* Begin PROVIDED DATA *
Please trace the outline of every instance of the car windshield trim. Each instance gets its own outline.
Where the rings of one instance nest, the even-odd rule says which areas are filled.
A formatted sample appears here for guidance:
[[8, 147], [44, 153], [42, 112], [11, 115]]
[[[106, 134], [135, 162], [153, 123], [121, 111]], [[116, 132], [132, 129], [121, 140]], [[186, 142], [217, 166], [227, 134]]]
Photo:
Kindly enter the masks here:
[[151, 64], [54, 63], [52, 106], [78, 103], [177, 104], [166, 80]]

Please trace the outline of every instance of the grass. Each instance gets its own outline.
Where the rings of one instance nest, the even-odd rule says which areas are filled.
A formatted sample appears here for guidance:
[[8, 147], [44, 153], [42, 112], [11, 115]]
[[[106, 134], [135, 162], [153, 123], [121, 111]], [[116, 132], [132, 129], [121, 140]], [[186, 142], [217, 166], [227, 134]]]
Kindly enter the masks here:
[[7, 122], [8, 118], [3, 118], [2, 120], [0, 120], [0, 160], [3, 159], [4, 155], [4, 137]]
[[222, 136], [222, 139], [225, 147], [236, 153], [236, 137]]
* End PROVIDED DATA *
WORK TO BE COMPLETED
Recite the full listing above exactly.

FINAL RESULT
Please trace the outline of every instance of the car windshield trim. Each instance gets its own outline.
Where the rings of one instance nest, the even-odd rule says which areas are filled.
A formatted sample appears here for guidance:
[[8, 147], [44, 153], [42, 112], [11, 115]]
[[[106, 134], [135, 162], [153, 123], [121, 111]], [[116, 132], [132, 129], [121, 140]], [[186, 142], [217, 166], [227, 134]]]
Photo:
Kindly enter the masks here:
[[151, 64], [54, 63], [52, 106], [78, 103], [177, 104], [166, 80]]

Please trace the outline of every instance of the grass. Each instance gets its own outline.
Where the rings of one instance nest, the even-odd rule says which areas are filled.
A formatted sample appears here for guidance:
[[8, 147], [44, 153], [42, 112], [11, 115]]
[[[106, 134], [135, 162], [153, 123], [121, 111]], [[116, 132], [132, 129], [121, 140]], [[186, 142], [217, 166], [227, 134]]]
Kindly enter the masks here:
[[7, 122], [8, 118], [3, 118], [2, 120], [0, 120], [0, 160], [3, 159], [4, 155], [4, 137]]
[[222, 136], [222, 139], [225, 147], [236, 153], [236, 137]]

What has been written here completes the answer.